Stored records

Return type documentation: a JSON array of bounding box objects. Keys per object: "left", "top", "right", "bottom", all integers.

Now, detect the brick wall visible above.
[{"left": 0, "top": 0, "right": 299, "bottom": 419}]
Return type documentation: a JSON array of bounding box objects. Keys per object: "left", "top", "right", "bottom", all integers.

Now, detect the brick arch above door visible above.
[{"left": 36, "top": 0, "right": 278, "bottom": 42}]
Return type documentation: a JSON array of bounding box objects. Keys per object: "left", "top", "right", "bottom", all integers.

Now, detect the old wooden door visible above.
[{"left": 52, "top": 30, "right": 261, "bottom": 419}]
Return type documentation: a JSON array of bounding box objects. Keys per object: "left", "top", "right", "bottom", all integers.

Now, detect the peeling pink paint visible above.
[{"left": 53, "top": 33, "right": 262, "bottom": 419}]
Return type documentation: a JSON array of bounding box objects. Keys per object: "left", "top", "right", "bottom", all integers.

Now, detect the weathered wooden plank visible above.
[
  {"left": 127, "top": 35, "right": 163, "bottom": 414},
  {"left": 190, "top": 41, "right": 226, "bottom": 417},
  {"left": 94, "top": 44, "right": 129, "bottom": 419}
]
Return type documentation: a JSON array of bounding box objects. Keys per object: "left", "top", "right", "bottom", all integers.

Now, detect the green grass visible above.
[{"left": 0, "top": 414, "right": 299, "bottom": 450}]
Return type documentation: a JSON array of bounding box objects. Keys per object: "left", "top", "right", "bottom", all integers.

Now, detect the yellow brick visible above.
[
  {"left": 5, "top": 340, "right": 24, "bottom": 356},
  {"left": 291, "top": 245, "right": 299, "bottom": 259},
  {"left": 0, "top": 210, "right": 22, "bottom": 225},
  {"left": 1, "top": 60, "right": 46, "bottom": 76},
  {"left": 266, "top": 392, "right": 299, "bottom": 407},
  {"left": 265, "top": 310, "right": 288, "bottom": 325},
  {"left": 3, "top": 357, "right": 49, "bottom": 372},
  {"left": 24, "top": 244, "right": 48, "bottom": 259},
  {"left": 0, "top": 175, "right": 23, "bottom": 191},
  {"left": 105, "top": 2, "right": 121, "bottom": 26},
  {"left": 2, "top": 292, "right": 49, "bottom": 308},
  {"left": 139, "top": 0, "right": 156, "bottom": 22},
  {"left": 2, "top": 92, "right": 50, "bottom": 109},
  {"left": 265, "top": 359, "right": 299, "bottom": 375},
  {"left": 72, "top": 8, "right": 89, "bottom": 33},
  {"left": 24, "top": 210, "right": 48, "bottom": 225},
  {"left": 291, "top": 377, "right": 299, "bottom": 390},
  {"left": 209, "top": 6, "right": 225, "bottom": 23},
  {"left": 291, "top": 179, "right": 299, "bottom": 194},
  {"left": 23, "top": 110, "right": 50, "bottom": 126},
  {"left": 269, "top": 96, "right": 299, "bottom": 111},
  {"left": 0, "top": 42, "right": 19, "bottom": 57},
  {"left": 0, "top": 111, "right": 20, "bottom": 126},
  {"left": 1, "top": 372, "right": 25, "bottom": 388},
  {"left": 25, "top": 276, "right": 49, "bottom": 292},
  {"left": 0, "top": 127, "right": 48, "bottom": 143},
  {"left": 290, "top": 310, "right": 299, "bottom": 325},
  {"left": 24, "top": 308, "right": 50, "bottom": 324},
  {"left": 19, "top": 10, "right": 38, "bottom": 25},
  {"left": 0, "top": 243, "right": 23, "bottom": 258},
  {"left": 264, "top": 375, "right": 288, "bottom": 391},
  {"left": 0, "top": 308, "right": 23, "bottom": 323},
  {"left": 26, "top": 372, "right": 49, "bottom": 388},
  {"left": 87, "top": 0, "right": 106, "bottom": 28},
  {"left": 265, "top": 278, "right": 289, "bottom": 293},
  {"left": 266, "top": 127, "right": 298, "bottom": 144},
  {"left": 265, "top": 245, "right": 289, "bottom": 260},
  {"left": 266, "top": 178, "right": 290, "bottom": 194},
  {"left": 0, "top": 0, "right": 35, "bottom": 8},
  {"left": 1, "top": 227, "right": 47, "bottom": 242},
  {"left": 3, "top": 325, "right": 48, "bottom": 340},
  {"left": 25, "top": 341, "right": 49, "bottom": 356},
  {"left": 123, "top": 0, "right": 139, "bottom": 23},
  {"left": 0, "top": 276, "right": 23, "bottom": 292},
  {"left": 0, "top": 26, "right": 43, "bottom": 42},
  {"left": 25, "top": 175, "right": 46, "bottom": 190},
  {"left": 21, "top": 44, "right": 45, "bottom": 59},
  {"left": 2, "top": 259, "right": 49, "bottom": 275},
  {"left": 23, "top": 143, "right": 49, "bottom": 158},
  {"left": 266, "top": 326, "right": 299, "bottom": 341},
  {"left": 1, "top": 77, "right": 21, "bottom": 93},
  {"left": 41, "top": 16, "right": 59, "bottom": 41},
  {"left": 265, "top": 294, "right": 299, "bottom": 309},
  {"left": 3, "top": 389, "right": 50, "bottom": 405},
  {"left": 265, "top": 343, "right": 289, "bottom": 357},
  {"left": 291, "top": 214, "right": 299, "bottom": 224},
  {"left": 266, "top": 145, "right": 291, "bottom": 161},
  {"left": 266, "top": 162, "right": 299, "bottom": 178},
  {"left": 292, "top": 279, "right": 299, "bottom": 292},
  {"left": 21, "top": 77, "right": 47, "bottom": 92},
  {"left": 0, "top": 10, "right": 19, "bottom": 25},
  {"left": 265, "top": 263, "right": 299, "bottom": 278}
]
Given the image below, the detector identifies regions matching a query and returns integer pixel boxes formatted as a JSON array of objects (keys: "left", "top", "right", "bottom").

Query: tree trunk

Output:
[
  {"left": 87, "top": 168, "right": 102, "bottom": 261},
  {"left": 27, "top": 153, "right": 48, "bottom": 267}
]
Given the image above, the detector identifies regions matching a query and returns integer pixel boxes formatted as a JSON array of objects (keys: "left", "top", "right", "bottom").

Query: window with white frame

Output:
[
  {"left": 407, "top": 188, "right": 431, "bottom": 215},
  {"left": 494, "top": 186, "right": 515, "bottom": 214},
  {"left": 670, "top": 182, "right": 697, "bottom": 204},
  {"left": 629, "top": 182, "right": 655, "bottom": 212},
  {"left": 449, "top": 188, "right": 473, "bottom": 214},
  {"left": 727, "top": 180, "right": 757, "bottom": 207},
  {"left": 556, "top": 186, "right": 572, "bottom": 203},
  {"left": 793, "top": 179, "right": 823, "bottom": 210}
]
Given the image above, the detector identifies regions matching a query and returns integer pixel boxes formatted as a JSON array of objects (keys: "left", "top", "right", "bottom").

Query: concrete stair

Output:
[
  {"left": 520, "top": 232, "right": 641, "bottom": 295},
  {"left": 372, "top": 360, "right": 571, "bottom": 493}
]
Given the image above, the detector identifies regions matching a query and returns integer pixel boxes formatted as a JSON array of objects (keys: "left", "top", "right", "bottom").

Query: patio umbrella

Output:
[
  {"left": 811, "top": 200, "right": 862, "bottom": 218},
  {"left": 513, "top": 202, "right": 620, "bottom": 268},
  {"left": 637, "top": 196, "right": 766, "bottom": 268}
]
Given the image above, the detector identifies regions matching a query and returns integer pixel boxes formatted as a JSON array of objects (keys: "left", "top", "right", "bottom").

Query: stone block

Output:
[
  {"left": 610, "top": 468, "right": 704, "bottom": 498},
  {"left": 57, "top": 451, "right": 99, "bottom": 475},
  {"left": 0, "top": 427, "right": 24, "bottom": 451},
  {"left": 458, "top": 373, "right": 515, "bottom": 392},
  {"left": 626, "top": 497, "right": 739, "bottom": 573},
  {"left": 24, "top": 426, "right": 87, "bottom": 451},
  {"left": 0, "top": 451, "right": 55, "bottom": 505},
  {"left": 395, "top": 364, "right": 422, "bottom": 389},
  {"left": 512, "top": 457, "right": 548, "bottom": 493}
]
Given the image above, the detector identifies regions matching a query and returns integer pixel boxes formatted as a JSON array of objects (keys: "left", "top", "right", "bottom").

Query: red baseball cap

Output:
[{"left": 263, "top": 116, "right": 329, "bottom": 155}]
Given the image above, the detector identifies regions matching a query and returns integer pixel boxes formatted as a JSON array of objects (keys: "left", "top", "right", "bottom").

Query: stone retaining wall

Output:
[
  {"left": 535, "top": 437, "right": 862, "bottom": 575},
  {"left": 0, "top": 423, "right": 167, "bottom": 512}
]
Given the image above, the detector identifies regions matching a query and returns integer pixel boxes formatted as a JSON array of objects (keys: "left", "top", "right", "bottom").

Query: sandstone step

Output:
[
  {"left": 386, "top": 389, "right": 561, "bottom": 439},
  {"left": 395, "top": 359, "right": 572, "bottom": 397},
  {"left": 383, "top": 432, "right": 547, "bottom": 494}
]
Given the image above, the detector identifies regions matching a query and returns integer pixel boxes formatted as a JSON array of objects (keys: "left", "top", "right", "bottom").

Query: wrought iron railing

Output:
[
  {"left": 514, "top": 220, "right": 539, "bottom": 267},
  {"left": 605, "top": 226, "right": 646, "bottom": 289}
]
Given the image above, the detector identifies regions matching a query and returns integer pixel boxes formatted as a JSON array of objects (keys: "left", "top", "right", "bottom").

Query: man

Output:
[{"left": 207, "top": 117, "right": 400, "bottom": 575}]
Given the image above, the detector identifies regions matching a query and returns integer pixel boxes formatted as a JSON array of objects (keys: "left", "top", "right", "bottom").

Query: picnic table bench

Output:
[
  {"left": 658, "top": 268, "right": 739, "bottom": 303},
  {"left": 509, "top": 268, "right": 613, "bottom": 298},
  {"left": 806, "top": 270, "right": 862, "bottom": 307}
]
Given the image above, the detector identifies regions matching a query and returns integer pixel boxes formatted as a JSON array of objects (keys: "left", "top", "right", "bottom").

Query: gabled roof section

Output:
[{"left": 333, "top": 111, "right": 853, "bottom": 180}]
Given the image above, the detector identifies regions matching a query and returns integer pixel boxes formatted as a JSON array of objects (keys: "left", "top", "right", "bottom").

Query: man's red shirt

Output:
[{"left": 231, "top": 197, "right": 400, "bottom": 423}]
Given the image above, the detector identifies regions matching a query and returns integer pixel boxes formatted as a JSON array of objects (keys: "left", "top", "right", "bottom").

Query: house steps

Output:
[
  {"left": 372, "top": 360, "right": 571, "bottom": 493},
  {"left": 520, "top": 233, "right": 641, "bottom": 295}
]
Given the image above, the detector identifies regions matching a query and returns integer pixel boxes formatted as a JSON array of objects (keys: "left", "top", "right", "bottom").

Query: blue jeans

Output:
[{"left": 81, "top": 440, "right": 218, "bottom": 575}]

* _What to do_
Find each line in the items above that contains the word "door", treating uppercase and lowercase as different, and copy every such line.

* _Exercise output_
Now, detect the brick arch above door visible above.
Now, detect the old wooden door visible above.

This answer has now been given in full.